Problem description ->
Copy out all of the material below word for word, keeping every line in its original order.
--- BEGIN ---
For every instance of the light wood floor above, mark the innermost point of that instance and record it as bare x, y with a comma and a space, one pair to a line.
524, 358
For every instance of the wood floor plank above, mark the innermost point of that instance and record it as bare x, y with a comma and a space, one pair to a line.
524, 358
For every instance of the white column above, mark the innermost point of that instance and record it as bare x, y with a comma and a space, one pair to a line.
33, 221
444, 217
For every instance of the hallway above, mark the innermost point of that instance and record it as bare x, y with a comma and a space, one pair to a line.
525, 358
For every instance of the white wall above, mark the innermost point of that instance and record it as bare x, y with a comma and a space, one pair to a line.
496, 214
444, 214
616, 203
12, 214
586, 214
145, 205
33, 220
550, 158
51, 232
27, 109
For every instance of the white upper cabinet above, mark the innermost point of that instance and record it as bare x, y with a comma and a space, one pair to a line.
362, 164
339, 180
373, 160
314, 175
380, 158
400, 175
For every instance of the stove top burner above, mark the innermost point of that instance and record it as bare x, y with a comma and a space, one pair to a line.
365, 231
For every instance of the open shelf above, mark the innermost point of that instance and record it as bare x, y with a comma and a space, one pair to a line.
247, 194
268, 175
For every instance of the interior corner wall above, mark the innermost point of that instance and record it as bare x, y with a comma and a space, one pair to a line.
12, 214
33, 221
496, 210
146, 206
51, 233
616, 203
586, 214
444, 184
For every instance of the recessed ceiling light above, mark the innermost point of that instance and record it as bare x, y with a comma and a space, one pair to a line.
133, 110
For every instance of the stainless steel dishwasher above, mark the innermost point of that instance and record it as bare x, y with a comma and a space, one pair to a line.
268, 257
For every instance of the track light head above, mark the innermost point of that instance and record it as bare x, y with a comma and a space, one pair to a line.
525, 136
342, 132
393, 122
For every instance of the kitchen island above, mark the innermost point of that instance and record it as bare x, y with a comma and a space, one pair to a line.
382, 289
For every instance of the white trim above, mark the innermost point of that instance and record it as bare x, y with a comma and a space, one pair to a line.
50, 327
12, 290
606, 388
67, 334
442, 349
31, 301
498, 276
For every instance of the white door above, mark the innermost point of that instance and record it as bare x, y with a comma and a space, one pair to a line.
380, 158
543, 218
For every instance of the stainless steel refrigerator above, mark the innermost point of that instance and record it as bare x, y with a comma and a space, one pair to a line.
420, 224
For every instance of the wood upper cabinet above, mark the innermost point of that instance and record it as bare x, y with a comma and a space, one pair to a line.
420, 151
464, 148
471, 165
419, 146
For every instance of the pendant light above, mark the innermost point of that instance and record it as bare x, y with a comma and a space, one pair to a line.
--- END ---
Response to the task ->
For every instance of the light wood floor above, mark the innermost point of that instance and record it as bare x, y with a comma and a space, one pair to a line.
524, 358
For every instance of the wood floor plank above, mark the innermost point of that instance and record it as bare x, y with a comma and a space, one pair to a line.
524, 358
For every instance of the white column above, mark the innermost point of that instance and record it as bare x, y with a comma and a space, one pair to a line.
33, 221
444, 217
For every instance of the hallway above, mark the innermost point of that instance and record it as bare x, y with a comma and a space, one pair to a line.
525, 358
For every instance of the white wall above, mark the innermost point of that instance and record it as bare x, y with a comma and a space, one pair to a line.
496, 214
444, 214
616, 203
12, 214
586, 214
145, 205
33, 220
550, 158
51, 232
27, 109
For every instance of the white upper cabinet above, mark the innermost point of that instance and record it as bare x, y with a comma and a space, one pair to a line.
362, 164
339, 180
373, 160
314, 175
380, 158
400, 175
For every instance of the stove top burner above, mark the innermost point of that instance and record it as bare x, y with a comma and a space, one pair to a line.
365, 231
For every instance of the open shelf above, mark the innermost point of that instance and record it as bare x, y with a comma and a space, one pair to a line.
247, 194
268, 175
For every instance of the interior corner wall above, mark the innermost point of that instance and record it as bare x, y with a comma and a space, one pair to a line.
12, 214
33, 221
496, 210
146, 206
51, 233
616, 203
586, 214
444, 184
For every instance of the recessed ceiling light above, mark the innermost point of that instance and record it as bare x, y with a comma and a space, one pair to a line.
133, 110
For every instance of the stainless steel dishwasher above, mark the innermost point of that instance and record it as bare x, y with a comma and a space, one pair to a line.
268, 257
For every instance of the track light head above, mark the innermost point of that instance and record it as bare x, y with a comma and a space, one pair to a line.
525, 136
342, 132
393, 122
For every instance of the kitchen island above, mark the innermost point of that instance and record it as bare x, y with a comma and a space, one pair to a line.
382, 289
For every instance of the white trim above, mark the innermost point of that instance and record it as bare x, y with a comma and a space, one pair to a line.
50, 327
12, 290
606, 388
67, 334
442, 349
31, 301
498, 276
For every instance of the white door above, mark the innermost point of that instance and record it as bare x, y with a comma and a space, one pair to a line.
380, 158
543, 218
For every instance of the stainless steel refrigerator above, mark the innermost point of that instance and record it as bare x, y with a comma and a space, one pair to a line.
420, 224
For every instance of the wood upper cabinet above, mark the innermost point of that instance and record it as bare x, y with a comma and a space, one pair to a line.
420, 151
464, 148
471, 165
419, 146
For every instance of the pendant light above, mark the innermost point of that instance and record it as bare x, y with a comma and a space, one pair to a line.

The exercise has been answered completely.